* Begin Available records *
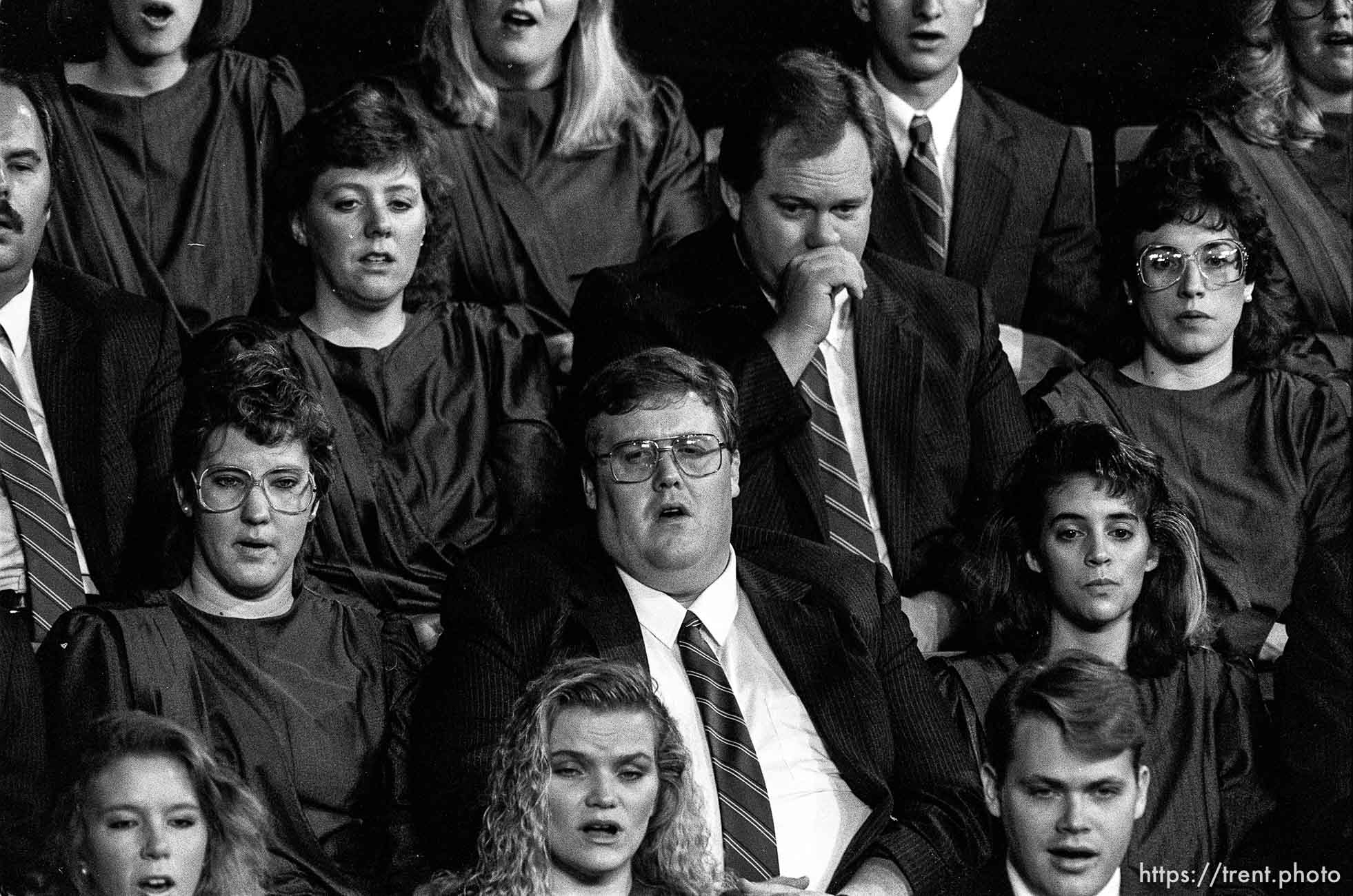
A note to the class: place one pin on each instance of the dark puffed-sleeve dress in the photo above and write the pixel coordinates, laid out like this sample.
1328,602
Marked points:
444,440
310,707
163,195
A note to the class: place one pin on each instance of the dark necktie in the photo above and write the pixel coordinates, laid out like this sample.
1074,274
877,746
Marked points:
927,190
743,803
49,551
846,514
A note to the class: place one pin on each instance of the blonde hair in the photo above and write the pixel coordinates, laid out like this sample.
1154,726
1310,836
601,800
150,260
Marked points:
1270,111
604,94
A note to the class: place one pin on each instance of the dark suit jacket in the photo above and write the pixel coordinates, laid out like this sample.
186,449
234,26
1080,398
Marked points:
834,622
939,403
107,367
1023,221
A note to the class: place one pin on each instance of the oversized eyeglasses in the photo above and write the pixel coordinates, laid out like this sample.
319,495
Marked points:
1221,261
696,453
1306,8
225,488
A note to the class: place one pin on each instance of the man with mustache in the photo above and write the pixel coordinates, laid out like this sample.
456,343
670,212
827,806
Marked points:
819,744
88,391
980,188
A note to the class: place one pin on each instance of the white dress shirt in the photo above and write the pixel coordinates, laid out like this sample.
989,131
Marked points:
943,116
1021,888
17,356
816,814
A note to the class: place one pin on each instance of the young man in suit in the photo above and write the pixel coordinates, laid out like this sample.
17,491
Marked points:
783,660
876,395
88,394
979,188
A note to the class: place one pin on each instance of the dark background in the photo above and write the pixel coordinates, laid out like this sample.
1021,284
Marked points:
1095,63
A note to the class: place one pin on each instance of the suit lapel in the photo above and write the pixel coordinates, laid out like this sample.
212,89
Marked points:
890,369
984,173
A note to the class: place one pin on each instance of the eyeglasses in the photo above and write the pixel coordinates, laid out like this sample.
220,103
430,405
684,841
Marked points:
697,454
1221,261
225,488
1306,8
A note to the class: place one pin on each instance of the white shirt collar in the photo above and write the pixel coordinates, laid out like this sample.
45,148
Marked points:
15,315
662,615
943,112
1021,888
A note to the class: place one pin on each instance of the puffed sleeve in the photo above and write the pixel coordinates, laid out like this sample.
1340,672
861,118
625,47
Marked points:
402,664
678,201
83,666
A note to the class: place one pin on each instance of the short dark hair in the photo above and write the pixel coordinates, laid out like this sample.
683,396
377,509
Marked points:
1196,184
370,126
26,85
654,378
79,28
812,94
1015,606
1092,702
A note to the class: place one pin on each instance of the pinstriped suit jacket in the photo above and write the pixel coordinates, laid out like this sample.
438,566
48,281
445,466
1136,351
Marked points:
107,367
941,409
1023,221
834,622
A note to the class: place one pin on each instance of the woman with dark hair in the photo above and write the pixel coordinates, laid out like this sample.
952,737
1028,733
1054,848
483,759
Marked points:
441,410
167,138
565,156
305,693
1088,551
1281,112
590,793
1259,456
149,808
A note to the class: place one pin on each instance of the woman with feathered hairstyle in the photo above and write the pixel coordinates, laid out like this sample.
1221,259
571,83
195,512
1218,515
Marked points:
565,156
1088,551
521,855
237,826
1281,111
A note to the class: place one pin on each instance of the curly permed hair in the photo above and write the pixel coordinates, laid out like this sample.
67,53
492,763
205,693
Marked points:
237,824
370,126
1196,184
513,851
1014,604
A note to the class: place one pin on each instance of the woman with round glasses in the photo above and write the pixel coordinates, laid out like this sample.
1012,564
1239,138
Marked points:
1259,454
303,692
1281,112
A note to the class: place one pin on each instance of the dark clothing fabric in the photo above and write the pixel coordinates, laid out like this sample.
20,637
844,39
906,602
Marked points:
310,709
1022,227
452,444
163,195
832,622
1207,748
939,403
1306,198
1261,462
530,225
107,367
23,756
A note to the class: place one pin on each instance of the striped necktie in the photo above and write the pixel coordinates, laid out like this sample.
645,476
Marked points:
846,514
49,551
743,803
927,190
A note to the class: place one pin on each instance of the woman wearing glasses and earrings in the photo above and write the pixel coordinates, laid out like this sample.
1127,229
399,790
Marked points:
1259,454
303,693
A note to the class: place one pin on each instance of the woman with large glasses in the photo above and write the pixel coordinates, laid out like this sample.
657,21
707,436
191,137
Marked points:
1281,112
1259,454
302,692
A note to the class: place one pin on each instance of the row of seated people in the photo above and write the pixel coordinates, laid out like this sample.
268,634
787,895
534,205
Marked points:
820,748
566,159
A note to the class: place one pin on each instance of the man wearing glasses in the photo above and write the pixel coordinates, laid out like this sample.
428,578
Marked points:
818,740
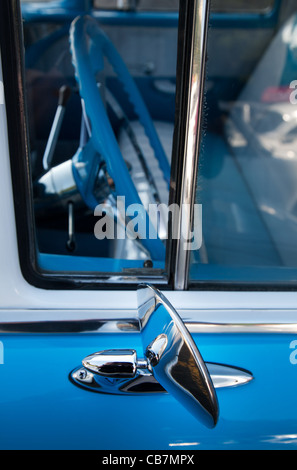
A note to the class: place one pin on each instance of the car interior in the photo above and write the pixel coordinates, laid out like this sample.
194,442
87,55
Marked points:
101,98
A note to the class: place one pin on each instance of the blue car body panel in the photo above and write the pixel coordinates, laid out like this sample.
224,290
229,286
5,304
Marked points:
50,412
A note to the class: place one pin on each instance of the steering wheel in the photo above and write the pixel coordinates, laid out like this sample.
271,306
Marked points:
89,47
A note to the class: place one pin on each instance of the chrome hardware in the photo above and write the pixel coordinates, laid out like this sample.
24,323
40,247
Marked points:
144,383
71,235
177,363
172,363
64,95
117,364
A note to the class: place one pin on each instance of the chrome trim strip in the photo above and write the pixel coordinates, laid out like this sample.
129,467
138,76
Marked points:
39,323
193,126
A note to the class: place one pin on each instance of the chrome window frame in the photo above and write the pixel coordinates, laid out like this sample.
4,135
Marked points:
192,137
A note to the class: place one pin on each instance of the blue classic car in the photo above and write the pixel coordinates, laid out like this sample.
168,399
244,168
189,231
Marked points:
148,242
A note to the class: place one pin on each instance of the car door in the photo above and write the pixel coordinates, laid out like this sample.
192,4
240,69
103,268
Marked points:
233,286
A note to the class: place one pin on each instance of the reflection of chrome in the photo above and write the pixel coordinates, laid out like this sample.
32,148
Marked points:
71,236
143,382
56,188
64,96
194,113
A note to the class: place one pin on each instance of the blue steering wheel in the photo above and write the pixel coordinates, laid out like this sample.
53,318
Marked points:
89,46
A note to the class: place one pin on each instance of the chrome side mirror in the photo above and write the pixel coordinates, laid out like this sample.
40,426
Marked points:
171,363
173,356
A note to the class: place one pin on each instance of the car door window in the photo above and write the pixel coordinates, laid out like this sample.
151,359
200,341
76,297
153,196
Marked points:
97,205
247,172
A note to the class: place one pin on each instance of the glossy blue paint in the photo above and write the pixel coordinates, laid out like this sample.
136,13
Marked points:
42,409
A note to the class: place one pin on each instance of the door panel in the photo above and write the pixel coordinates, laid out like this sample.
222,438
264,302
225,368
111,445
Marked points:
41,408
* End Available records *
[Stated goal] Copy out everything from the line containing "of the door" down to the end of the items, with no changes.

[Exercise solution]
A note to the class: place one pin on each instance of the door panel in the photo above and write the pixel coordinates, laid out like this sample.
222,438
264,302
225,368
111,445
Marked points:
41,408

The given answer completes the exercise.